Work required: Rewrite the lines between the one holding "Could you spot the young" and the one holding "point(1235, 686)", inclusive, replacing "slender twig" with "thin twig" and leaving everything else unchanged.

Extracted records:
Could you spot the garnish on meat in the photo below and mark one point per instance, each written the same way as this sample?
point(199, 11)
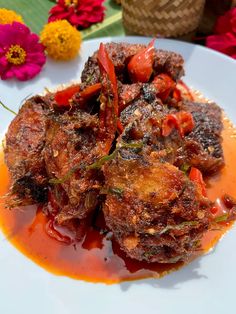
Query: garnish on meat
point(129, 141)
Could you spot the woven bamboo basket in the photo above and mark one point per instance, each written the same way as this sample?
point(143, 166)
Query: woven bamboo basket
point(169, 18)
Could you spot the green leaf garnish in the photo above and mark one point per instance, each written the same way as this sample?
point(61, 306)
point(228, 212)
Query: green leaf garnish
point(222, 218)
point(8, 109)
point(98, 164)
point(66, 176)
point(179, 227)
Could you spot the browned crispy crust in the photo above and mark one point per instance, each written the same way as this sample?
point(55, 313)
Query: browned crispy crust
point(154, 211)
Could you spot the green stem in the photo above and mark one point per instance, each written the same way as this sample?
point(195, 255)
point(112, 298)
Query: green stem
point(8, 109)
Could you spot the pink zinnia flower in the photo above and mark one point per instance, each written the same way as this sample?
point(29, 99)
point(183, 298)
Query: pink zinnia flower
point(225, 39)
point(80, 13)
point(21, 54)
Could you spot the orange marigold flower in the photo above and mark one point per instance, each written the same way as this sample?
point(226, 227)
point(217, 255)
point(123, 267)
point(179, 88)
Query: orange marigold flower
point(61, 40)
point(9, 16)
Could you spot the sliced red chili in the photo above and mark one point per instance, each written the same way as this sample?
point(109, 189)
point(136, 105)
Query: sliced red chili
point(140, 66)
point(182, 121)
point(63, 97)
point(195, 175)
point(164, 85)
point(186, 122)
point(177, 94)
point(188, 93)
point(169, 123)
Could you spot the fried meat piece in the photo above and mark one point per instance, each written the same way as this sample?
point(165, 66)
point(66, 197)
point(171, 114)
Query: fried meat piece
point(23, 153)
point(155, 213)
point(121, 53)
point(202, 147)
point(70, 147)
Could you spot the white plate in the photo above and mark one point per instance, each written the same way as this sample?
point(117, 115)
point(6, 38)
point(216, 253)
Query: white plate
point(205, 286)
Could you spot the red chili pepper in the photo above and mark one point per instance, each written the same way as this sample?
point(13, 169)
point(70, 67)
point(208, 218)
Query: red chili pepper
point(62, 97)
point(177, 94)
point(140, 66)
point(109, 99)
point(195, 175)
point(164, 85)
point(90, 91)
point(169, 123)
point(120, 127)
point(186, 122)
point(187, 90)
point(182, 121)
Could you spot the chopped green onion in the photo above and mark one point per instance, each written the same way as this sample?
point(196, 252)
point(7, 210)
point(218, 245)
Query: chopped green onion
point(66, 177)
point(222, 218)
point(8, 109)
point(178, 227)
point(98, 164)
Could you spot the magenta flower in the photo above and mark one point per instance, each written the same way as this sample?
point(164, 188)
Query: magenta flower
point(79, 13)
point(21, 54)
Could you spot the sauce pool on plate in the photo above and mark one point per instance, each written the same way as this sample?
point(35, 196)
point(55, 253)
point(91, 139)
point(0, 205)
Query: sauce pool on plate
point(97, 258)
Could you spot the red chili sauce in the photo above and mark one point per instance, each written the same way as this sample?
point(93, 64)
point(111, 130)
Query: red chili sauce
point(97, 258)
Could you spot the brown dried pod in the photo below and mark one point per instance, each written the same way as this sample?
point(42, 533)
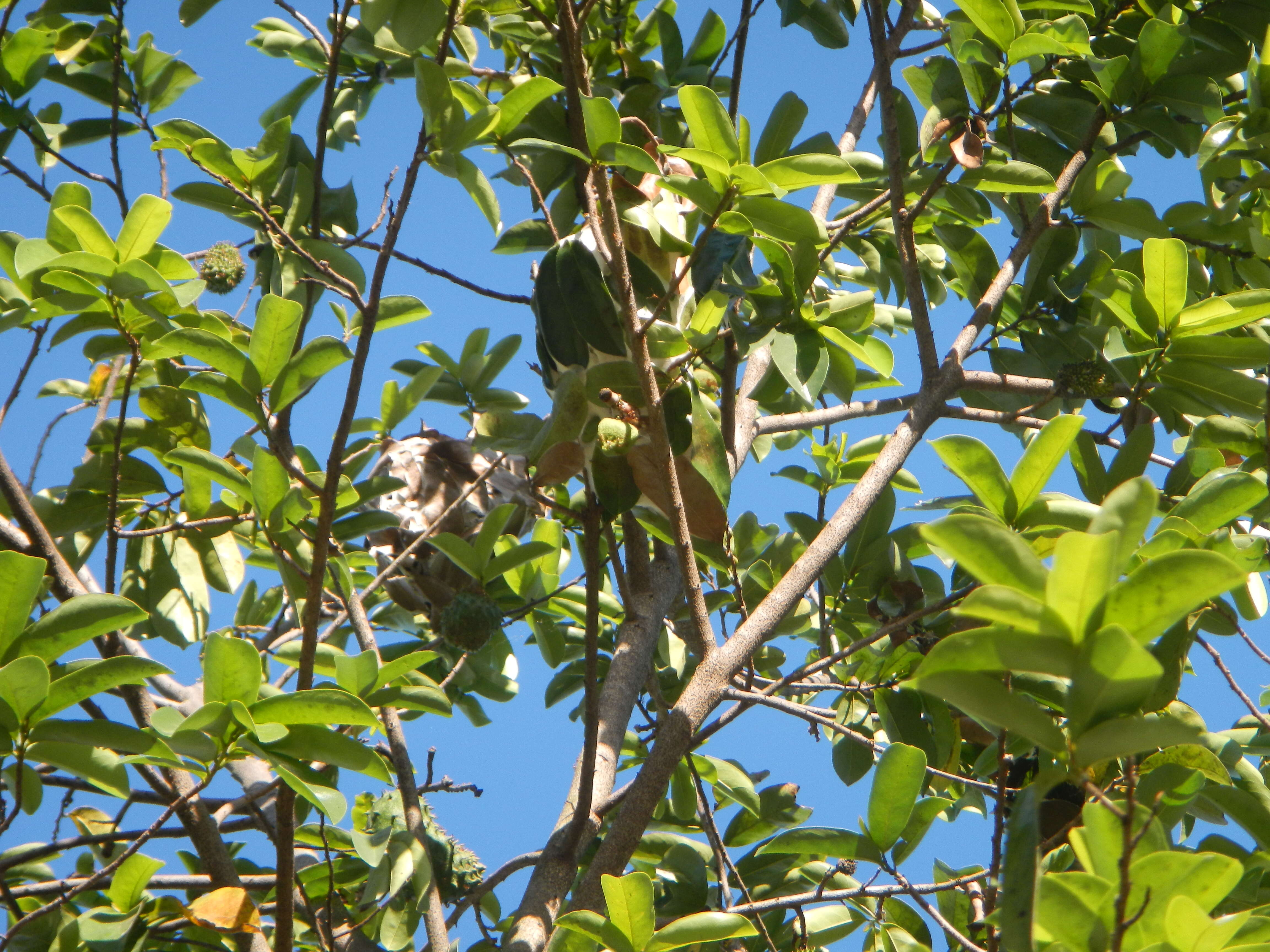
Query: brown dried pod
point(968, 150)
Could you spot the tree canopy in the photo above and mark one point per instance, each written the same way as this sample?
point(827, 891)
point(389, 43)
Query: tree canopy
point(707, 290)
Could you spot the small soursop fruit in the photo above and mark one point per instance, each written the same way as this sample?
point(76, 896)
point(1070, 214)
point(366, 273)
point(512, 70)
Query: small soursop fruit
point(458, 870)
point(223, 268)
point(615, 436)
point(1086, 377)
point(470, 621)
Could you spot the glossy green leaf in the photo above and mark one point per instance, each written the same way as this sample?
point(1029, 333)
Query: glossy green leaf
point(20, 583)
point(824, 841)
point(990, 551)
point(277, 322)
point(232, 669)
point(630, 907)
point(977, 466)
point(317, 706)
point(318, 358)
point(129, 883)
point(701, 927)
point(76, 623)
point(1164, 264)
point(95, 678)
point(1042, 458)
point(1084, 569)
point(101, 769)
point(986, 699)
point(898, 780)
point(1159, 593)
point(709, 124)
point(148, 218)
point(25, 685)
point(214, 466)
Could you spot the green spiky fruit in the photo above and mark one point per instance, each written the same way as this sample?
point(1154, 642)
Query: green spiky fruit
point(458, 870)
point(615, 437)
point(470, 621)
point(223, 268)
point(1086, 377)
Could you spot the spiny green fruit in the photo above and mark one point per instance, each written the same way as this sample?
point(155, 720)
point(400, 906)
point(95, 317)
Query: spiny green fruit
point(1085, 377)
point(615, 437)
point(223, 268)
point(470, 621)
point(456, 867)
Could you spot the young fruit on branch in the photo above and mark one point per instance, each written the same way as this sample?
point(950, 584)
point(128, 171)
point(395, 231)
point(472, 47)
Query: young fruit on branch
point(223, 268)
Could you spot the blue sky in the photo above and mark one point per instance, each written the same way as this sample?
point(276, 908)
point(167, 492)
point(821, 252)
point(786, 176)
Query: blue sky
point(524, 761)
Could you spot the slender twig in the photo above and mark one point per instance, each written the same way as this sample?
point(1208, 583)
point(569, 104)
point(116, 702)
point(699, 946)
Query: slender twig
point(450, 276)
point(117, 89)
point(26, 369)
point(16, 171)
point(105, 872)
point(182, 526)
point(802, 899)
point(1235, 686)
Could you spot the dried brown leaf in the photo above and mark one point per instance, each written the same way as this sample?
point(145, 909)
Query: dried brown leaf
point(228, 909)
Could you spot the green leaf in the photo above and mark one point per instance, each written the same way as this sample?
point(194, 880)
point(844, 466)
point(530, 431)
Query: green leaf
point(986, 699)
point(1169, 587)
point(214, 466)
point(147, 221)
point(1127, 511)
point(1124, 737)
point(277, 322)
point(513, 107)
point(972, 463)
point(630, 907)
point(824, 841)
point(596, 927)
point(898, 781)
point(1042, 458)
point(1005, 606)
point(1009, 178)
point(304, 780)
point(1084, 570)
point(783, 221)
point(972, 257)
point(709, 124)
point(783, 125)
point(1165, 267)
point(89, 231)
point(1113, 676)
point(990, 551)
point(517, 555)
point(21, 578)
point(317, 706)
point(1000, 649)
point(997, 20)
point(102, 769)
point(1193, 757)
point(25, 685)
point(1220, 502)
point(95, 678)
point(211, 350)
point(313, 742)
point(604, 126)
point(1019, 866)
point(316, 360)
point(129, 883)
point(432, 89)
point(74, 623)
point(474, 181)
point(232, 669)
point(701, 927)
point(795, 172)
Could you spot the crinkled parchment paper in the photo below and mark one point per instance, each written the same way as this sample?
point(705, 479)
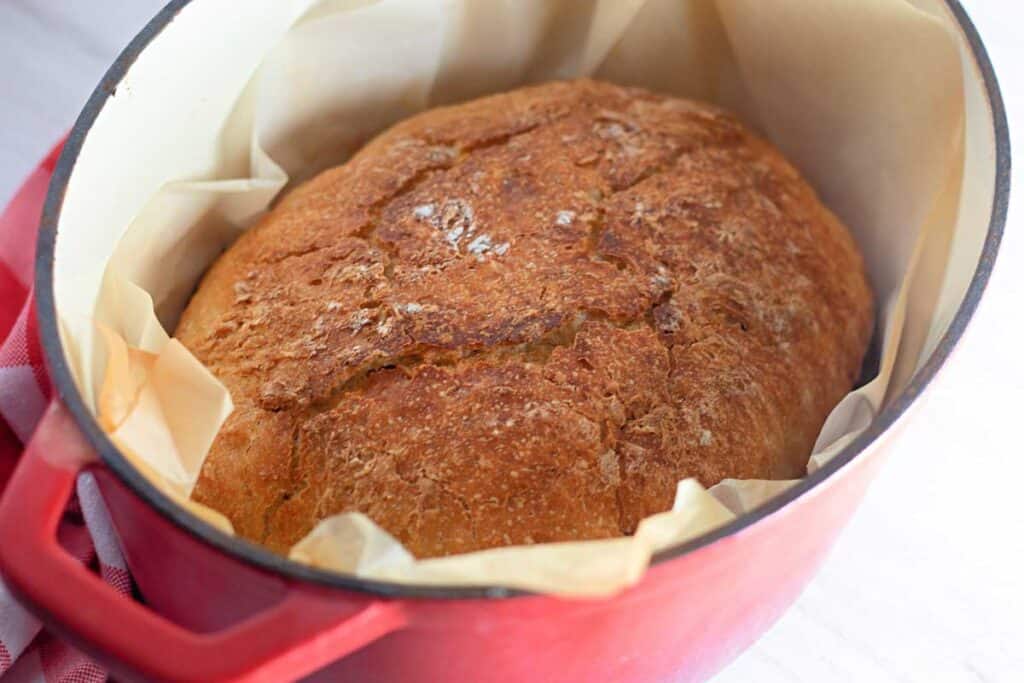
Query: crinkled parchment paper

Answer to the problem:
Could you spot the young fruit on branch in the photo above and mark one point per instance, each written the same way as this sample?
point(950, 584)
point(128, 171)
point(395, 231)
point(472, 47)
Query: young fruit on branch
point(223, 268)
Could you spot the blue sky in the photo above and mark one point per instance, each written the same way as this sample?
point(276, 908)
point(167, 492)
point(821, 252)
point(786, 176)
Query: blue sky
point(524, 761)
Could you spot the thin twig in the photo above and mark one point per instance, each written the same way as this sample?
point(1208, 583)
point(569, 104)
point(116, 702)
point(699, 946)
Query: thin twig
point(450, 276)
point(117, 89)
point(26, 369)
point(16, 171)
point(105, 872)
point(182, 526)
point(802, 899)
point(1235, 686)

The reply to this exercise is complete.